The company expects approximately $10 million to $30 million of
additional charges in FY25 for this initiative and to pay up to
$135 million of the employee termination benefits during FY25, with
the remainder being paid in FY26. Consistent with prior practice,
restructuring charges are excluded from the company’s non-GAAP
results.
Share Repurchases and
Dividends
In Q4 FY24, the company returned a total of $268 million to
shareholders through dividends of $198 million and share
repurchases of $70 million. For the full year, the company returned
a total of $1.1 billion to shareholders through dividends of $801
million and share repurchases of $340 million.
Today, the company announced its board of directors approved a
2% increase in the regular quarterly dividend to $0.94 per share.
The regular quarterly dividend will be payable on April 11, 2024,
to shareholders of record as of the close of business on March 21,
2024.
Conference Call
Best Buy is scheduled to conduct an earnings conference call at
8:00 a.m. Eastern Time (7:00 a.m. Central Time) on February 29,
2024. A webcast of the call is expected to be available at
www.investors.bestbuy.com, both live and after the call.
Notes:
(1) The method of calculating comparable sales varies across the
retail industry. As a result, our method of calculating comparable
sales may not be the same as other retailers’ methods. For
additional information on comparable sales, please see our most
recent Annual Report on Form 10-K, and our subsequent Quarterly
Reports on Form 10-Q, filed with the Securities and Exchange
Commission (“SEC”), and available at www.investors.bestbuy.com.
Revenue for the 14-week Q4 FY24 and 53-week FY24 includes
approximately $675 million and $60 million related to our Domestic
and International segments, respectively, as a result of the extra
week in Q4 FY24. Comparable sales for the 14-week Q4 FY24 and
53-week FY24 exclude the impact of the extra week.
(2) A reconciliation of the projected non-GAAP operating income
rate, non-GAAP effective income tax rate, non-GAAP SG&A expense
and non-GAAP diluted EPS, which are forward-looking non-GAAP
financial measures, to the most directly comparable GAAP financial
measures, is not provided because the company is unable to provide
such reconciliation without unreasonable effort. The inability to
provide a reconciliation is due to the uncertainty and inherent
difficulty predicting the occurrence, the financial impact and the
periods in which the non-GAAP adjustments may be recognized. These
GAAP measures may include the impact of such items as restructuring
charges; price-fixing settlements; goodwill and intangible asset
impairments; gains and losses on sales of subsidiaries and certain
investments; intangible asset amortization; certain
acquisition-related costs; and the tax effect of all such items.

= Supplied records =
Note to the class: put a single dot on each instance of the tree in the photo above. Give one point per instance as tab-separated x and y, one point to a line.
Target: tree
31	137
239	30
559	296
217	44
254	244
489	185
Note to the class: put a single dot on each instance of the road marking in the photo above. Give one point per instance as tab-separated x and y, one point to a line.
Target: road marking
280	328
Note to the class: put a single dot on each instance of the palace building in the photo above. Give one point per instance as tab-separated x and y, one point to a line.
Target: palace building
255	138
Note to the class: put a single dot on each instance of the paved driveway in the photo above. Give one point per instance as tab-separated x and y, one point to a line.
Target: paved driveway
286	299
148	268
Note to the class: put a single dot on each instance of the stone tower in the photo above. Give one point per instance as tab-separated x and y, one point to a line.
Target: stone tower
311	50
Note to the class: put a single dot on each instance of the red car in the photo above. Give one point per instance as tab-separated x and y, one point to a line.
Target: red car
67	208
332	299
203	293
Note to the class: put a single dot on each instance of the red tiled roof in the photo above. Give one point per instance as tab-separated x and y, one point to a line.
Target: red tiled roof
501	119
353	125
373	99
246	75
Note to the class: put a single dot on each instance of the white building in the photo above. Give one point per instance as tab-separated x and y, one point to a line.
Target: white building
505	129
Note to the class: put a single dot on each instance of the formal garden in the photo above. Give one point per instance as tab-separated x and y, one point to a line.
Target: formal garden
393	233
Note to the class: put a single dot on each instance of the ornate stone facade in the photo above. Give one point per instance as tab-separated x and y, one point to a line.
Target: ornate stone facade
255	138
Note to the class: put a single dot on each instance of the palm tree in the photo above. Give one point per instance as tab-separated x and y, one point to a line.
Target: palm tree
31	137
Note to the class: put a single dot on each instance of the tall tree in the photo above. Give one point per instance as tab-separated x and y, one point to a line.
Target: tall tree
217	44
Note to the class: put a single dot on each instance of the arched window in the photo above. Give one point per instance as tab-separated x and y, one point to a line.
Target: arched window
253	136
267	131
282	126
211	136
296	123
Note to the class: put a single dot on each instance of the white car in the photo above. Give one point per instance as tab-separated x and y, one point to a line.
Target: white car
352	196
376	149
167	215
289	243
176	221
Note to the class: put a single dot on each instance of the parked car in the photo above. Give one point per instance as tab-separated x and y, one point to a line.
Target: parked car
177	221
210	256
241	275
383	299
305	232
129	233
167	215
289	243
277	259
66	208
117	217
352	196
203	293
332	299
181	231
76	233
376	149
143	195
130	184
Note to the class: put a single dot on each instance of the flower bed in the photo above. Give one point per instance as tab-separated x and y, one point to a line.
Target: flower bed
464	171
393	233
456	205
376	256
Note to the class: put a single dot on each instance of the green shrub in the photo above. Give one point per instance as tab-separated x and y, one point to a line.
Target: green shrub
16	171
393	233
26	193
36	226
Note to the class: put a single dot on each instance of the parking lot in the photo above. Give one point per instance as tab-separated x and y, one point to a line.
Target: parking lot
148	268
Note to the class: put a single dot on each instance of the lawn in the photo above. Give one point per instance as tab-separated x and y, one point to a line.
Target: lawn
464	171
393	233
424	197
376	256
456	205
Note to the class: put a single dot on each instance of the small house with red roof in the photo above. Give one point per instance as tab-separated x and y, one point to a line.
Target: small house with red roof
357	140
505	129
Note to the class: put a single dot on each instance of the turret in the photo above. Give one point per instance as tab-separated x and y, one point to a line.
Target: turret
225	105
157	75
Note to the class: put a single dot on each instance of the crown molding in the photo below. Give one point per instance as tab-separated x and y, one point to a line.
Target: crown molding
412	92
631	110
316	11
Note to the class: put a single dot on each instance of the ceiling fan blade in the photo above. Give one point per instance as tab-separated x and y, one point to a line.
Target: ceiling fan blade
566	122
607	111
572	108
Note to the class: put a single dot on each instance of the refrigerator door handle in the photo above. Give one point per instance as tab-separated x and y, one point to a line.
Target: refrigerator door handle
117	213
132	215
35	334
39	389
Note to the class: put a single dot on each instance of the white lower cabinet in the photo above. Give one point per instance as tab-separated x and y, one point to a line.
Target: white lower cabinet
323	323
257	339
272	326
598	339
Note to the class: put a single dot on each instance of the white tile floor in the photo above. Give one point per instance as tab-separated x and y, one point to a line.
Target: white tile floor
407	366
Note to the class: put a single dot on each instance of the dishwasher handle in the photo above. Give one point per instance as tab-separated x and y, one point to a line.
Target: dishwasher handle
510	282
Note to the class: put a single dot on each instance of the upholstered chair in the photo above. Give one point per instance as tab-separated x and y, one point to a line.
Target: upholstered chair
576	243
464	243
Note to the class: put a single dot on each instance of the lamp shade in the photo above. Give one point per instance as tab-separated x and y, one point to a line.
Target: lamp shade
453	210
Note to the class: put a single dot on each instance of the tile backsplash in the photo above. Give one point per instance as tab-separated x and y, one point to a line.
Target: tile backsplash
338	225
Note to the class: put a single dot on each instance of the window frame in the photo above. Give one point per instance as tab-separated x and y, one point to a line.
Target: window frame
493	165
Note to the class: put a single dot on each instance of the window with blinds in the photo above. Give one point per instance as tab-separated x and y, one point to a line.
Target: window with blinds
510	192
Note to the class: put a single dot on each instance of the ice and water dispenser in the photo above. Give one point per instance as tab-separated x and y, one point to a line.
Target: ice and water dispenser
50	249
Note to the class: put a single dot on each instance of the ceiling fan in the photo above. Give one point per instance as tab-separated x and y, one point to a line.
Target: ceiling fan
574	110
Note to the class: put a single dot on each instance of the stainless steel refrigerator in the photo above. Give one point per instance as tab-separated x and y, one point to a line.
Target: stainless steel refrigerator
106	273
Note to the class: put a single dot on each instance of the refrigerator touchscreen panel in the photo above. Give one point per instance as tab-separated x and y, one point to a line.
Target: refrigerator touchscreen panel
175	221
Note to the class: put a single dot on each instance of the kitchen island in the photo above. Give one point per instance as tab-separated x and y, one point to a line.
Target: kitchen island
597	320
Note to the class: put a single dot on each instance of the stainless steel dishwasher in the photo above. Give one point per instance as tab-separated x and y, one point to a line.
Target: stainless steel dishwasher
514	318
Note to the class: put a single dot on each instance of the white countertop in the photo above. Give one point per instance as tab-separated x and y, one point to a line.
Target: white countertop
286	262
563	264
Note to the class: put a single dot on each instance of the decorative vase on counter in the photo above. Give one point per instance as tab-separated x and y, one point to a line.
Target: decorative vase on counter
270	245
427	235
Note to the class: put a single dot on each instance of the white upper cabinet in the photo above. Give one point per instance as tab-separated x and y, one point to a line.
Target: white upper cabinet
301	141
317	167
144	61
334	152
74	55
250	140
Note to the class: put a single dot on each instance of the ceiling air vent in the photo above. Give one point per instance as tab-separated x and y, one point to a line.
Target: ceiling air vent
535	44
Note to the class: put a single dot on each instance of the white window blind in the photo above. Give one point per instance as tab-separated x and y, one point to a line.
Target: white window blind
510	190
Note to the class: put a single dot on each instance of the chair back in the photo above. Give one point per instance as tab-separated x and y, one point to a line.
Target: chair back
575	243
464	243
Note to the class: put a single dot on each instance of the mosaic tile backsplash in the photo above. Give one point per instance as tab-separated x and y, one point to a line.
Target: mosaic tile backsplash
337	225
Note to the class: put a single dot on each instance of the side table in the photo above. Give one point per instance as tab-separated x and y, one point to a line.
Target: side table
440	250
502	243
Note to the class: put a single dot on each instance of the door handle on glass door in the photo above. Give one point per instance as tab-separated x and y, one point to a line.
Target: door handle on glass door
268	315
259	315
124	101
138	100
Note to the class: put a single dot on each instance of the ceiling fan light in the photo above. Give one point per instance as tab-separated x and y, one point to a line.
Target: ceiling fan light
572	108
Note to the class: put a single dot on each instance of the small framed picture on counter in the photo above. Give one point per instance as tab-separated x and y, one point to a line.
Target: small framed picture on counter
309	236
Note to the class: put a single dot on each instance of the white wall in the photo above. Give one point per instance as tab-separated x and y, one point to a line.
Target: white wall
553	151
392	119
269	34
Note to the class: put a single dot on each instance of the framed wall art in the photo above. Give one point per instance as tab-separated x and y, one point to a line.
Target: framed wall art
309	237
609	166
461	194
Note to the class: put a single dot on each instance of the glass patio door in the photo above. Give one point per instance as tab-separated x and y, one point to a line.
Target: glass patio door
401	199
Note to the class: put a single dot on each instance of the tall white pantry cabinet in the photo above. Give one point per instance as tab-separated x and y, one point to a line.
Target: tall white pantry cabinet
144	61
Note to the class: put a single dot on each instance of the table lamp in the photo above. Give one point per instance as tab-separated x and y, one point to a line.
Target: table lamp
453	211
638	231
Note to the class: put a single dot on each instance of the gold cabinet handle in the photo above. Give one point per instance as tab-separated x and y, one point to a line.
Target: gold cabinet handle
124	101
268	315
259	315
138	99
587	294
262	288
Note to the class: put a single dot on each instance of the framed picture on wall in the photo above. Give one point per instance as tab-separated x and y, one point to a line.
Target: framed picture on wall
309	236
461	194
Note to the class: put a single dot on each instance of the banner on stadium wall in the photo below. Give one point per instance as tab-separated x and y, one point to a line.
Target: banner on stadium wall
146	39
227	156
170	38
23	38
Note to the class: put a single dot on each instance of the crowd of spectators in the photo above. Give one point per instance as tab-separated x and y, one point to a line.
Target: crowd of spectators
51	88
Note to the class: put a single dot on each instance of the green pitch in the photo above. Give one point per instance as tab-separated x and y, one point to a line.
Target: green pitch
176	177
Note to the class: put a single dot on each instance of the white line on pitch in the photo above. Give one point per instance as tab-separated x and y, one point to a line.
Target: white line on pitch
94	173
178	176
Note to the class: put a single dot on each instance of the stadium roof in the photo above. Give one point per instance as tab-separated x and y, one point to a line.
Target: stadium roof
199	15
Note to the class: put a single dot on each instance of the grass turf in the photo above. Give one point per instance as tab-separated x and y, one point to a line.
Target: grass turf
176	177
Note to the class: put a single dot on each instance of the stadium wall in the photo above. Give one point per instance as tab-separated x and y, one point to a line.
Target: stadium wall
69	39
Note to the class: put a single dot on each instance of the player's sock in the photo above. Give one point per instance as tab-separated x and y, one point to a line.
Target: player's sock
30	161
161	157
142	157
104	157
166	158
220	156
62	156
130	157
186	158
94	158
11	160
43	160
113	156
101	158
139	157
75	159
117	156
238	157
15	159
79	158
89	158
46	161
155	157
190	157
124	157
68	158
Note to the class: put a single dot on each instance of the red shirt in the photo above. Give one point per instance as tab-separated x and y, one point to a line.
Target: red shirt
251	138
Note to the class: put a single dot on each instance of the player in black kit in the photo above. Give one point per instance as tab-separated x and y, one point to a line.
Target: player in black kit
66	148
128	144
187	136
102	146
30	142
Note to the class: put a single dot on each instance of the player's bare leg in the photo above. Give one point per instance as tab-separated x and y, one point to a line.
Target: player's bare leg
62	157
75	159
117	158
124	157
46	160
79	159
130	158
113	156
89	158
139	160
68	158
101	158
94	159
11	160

= Task statement =
Please answer these from the Best Buy earnings passage:
1. What is the new regular quarterly dividend per share?
2. At what time Eastern, and on what date, was the earnings conference call scheduled?
3. How much did the company return through share repurchases for the full year?

= Reply =
1. $0.94 per share
2. 8:00 a.m. Eastern Time on February 29, 2024
3. $340 million